TRY IT >> Each entry must be copied exactly, without omission.

EXERCISE DATA >>

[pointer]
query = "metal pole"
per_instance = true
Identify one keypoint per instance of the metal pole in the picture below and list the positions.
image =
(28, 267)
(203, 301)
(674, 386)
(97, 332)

RESULT OF THE EXERCISE >>
[pointer]
query = "metal pole"
per_instance = true
Identify one keypoint per instance of the metal pole in the picture below and list the positions.
image =
(28, 267)
(203, 301)
(674, 386)
(97, 332)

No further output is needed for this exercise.